Seuls – Théâtre national de Chaillot
Wajdi Mouawad est le chantre des grandes fresques où se croisent des destins toujours ramenés à leurs origines plus ou moins floues, tout en se projetant dans de nouveaux territoires plus ou moins désirés. Ciels, Incendies, Littoral, sont quelques-uns des spectacles où Wajdi Mouawad a su imposer son univers coloré et vaste, univers remarqué et reconnu notamment depuis 2009 à Avignon suivi de sa trilogie « Le sang des promesses » qui a remporté un large succès.
Né au Liban en 1968, il a vécu en France avant d’être étudiant au Québec puis de revenir dans l’Hexagone où il s’adonne à sa passion du théâtre pour le bonheur d’un public fidèle. Seuls est une étape nouvelle car il apparaît sur scène en solo pendant deux heures, durant lesquelles il passe de l’intimité parlé à une explosion corporelle relayée par son expression de plasticien. Le personnage Harwan apparaît d’abord dans son petit appartement de Montréal, en caleçon, passant des coups de téléphone puis en recevant. Il a la trentaine, il est étudiant et termine une thèse. Un climat s’installe bientôt fissuré par de troublantes réalisations de vidéos qui signalent en très belles séquences le dédoublement du personnage et qui nous emmènent à petits pas dans les arcanes des identités impossibles.
Progressivement, Harwan se cherche et plus il se cherche plus il se perd. Voulant terminer sa thése sur le metteur en scène Robert Lepage, il essaie de le rencontrer, quitte à le rejoindre à Saint-Pétersbourg. Mais, partant sur les traces du maître et se retrouvant enfermé au musée de l’Ermitage, il apprend que son propre père est tombé malade. Et le labyrinthe se complique. Le temps perd ses contours, la plongée dans l’espace et la durée devient une tentative d’envoûtement, mélangeant les contours des personnalités, les fondant, les faisant résonner et se percuter.
Dans cette avancée polyphonique, l’expression artistique elle-même se multiplie. Les images s’accumulent, le décor se développe, les voix se superposent et les trajectoires des uns et des autres s’inversent. Le dédale se complexifie et envahit le plateau de portes vitrées dépliantes ; Harwan à nouveau en caleçon s’agite comme un animal dans un piège, tandis que les ombres chinoises de sa sœur et de son frère glissent en fond de scène. La réalité, les souvenirs, les projections, les rêves, le conscient et le fantasme, tout s’emmêle et nous entraîne en cette toile grandissante. L’épilogue est alors une longue expression picturale, où Harwan peint ou plutôt part à l’assaut de la peinture en une performance impressionnante.

▸ LISTE DES DONNÉES
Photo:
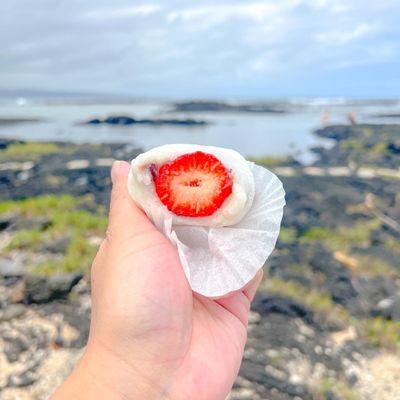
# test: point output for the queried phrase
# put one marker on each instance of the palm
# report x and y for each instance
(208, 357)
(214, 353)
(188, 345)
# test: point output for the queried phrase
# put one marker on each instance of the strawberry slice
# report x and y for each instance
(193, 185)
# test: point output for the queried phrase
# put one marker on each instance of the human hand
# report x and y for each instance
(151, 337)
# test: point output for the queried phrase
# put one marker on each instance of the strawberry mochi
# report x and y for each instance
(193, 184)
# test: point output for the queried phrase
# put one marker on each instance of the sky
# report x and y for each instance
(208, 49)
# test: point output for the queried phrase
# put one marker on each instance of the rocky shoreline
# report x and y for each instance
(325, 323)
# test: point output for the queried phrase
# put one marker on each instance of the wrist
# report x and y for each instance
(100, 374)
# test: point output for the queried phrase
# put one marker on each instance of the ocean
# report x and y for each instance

▸ CONSIGNE À SUIVRE
Reproduisez tel quel le passage de l'extrait fourni qui commence par « Dans cette avancée » et se poursuit jusqu'à « une performance impressionnante. » inclus.

▸ RÉPONSE ATTENDUE
Dans cette avancée polyphonique, l’expression artistique elle-même se multiplie. Les images s’accumulent, le décor se développe, les voix se superposent et les trajectoires des uns et des autres s’inversent. Le dédale se complexifie et envahit le plateau de portes vitrées dépliantes ; Harwan à nouveau en caleçon s’agite comme un animal dans un piège, tandis que les ombres chinoises de sa sœur et de son frère glissent en fond de scène. La réalité, les souvenirs, les projections, les rêves, le conscient et le fantasme, tout s’emmêle et nous entraîne en cette toile grandissante. L’épilogue est alors une longue expression picturale, où Harwan peint ou plutôt part à l’assaut de la peinture en une performance impressionnante.